What needs to be done: Give back all of the data exactly.

Referring expression pointing data:
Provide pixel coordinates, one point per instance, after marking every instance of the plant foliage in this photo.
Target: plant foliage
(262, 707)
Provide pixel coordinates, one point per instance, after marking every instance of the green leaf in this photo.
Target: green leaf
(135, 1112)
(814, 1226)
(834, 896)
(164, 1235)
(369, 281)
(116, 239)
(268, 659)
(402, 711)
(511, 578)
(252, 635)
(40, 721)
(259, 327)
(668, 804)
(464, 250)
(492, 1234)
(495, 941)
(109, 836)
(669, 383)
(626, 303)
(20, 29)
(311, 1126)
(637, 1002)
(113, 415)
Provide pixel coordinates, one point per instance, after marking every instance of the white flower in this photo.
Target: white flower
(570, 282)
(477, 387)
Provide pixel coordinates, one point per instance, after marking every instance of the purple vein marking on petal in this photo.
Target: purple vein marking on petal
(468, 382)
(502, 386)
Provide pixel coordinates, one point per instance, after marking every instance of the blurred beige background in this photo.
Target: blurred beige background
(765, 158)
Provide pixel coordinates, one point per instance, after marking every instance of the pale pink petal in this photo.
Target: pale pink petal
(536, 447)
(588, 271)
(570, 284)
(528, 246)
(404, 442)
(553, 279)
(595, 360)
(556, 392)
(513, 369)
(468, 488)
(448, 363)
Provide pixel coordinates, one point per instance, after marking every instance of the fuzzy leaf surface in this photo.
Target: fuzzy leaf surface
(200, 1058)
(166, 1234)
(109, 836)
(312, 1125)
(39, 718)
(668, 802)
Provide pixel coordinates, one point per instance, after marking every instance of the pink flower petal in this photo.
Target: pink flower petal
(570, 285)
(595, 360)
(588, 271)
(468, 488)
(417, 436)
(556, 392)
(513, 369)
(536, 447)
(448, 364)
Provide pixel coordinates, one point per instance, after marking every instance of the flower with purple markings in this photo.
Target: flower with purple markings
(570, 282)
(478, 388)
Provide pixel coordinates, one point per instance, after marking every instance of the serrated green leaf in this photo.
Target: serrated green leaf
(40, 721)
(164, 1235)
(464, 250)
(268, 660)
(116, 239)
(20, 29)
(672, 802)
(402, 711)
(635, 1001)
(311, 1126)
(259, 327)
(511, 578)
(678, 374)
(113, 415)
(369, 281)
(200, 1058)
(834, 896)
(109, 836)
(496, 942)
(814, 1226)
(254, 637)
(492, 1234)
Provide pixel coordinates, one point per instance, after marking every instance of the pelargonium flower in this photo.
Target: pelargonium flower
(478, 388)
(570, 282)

Reply to the task:
Provide pixel coordinates, one point per instance, after marking every instance of the plant foliage in this photo.
Target: plant foliage
(262, 707)
Provide pixel coordinates, one point per instance, after marking every instance of the green leaf in this photo.
Target: green leaf
(135, 1112)
(814, 1226)
(834, 896)
(164, 1235)
(369, 281)
(116, 239)
(268, 659)
(402, 711)
(511, 578)
(252, 635)
(40, 721)
(259, 327)
(668, 804)
(464, 250)
(492, 1234)
(495, 941)
(109, 836)
(669, 383)
(626, 303)
(20, 29)
(311, 1126)
(637, 1002)
(113, 415)
Provide pixel coordinates, one point per instance, after marking every instance of the white flower in this photo.
Target: white flower
(570, 282)
(477, 387)
Provide pixel coordinates, one point per instance, after marking every instance of the purple vein marking on petal in this photo.
Target: purple vein marking on petal
(468, 382)
(502, 386)
Provide pixel coordinates, one point per instance, after marking every instance of the blurred beige background in this photo.
Target: blurred beige background
(765, 158)
Provide pixel coordinates, one point per instance, after marking every instance of the pale pink petal in this photo.
Target: pale pink petal
(536, 447)
(588, 271)
(570, 284)
(528, 246)
(404, 442)
(553, 279)
(595, 360)
(556, 392)
(513, 369)
(468, 488)
(448, 363)
Provide pixel coordinates, one point per instance, after marking every instance of the fuzzy leaf surface in this photo.
Target: fuzzy leaf surface
(200, 1058)
(166, 1234)
(109, 836)
(312, 1125)
(39, 718)
(668, 802)
Provide pixel coordinates, one point per instance, after marking every instance of the pink flower petal in this photo.
Target: pink flower petal
(570, 285)
(595, 360)
(588, 271)
(468, 488)
(417, 436)
(556, 392)
(513, 369)
(536, 447)
(448, 364)
Provide pixel coordinates, one point per instance, after marking every instance of the flower with purple markings in this photo.
Target: flower with purple markings
(570, 282)
(478, 388)
Provide pixel coordinates, one point per instance, after marking every instance of the serrated green leaf in this photo.
Target: serrated green leaf
(40, 721)
(164, 1235)
(464, 250)
(268, 660)
(116, 239)
(20, 29)
(672, 802)
(402, 711)
(635, 1001)
(311, 1126)
(259, 327)
(511, 578)
(678, 374)
(113, 415)
(369, 281)
(200, 1058)
(834, 896)
(109, 836)
(496, 942)
(814, 1226)
(254, 637)
(492, 1234)
Provide pixel coordinates, one point per instance, after marking every instance of the pelargonium flower in this photo.
Target: pelargonium flower
(478, 388)
(570, 282)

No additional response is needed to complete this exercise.